Exercise: The passage on rural non-farm employment says rising service employment need not reflect higher rural incomes. What other cause does it give?

Selected excerpt:
Unlike in the case of manufactures, any increase in the productivity and degree of commercialisation of agriculture and/or increases in incomes from other sources in rural areas is bound to be accompanied by an increase in demand for construction services, repair services, consumer services of various kinds, transportations services and services in the communication and storage areas, which are best met with locally-based labour. Hence an increase in the share of employment and output of these sectors would be an inevitable corollary of improved rural incomes.
 
The difficulty is that the reverse need not be true. That is, an increase in employment in services need not be a reflection of an increase in rural incomes. This is because non-farm employment in services can be the result of a distress-driven spill-over into non-farm activities of a labour force that is faced with inadequate opportunities in crop production. Thus a complex of factors rather than the mere effect of a slow or fast growth in agriculture appear to explain trends in non-farm rural economic activity. Assessing any trend in rural non-agricultural employment requires therefore an examination of the structure of non-farm activity and its evolution.

Provided records:
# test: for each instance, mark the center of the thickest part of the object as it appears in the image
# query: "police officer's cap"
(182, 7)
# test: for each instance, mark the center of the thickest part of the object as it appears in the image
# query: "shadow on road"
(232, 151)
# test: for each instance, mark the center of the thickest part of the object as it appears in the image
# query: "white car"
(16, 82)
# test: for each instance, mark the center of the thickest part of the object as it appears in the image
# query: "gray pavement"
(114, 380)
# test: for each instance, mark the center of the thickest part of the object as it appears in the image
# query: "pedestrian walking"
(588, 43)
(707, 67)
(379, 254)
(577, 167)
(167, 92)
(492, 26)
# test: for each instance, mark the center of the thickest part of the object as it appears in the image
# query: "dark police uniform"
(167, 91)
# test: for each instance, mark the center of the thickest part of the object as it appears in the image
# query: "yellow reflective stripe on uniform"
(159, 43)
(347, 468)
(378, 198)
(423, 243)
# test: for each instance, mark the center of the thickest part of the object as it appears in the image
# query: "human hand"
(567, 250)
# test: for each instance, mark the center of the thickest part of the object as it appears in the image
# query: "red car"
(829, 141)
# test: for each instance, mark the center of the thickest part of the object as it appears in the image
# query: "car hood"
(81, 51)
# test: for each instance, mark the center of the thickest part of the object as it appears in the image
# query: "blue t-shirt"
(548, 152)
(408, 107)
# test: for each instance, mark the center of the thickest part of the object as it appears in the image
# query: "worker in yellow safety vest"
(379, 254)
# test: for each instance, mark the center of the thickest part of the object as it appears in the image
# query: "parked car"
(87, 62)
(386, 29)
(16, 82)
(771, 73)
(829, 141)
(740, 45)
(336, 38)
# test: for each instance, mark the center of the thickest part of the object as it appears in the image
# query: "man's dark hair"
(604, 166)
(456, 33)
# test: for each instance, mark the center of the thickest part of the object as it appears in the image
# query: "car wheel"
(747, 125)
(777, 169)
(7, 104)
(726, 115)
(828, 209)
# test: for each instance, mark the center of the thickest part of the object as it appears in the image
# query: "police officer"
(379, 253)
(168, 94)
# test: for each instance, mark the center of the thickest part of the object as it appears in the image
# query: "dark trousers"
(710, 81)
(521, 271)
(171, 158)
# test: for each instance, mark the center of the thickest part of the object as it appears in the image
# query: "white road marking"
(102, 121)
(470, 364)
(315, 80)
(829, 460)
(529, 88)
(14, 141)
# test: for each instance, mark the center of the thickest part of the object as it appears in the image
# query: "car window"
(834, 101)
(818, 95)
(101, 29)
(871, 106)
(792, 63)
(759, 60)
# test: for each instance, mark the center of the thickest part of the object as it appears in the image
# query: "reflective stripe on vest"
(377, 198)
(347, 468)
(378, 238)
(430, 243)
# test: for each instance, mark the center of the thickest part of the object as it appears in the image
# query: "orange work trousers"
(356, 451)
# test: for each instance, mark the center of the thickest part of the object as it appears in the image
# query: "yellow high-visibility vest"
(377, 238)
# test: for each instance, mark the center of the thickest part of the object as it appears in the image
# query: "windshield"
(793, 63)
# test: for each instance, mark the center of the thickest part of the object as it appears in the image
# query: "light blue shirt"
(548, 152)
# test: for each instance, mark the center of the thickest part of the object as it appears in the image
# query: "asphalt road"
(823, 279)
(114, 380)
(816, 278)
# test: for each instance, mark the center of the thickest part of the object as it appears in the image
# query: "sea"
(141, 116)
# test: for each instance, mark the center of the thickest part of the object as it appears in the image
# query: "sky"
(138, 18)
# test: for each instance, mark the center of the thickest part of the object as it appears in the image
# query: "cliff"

Result for this exercise: Workers who lack adequate opportunities in crop production can spill over into non-farm service activities out of distress.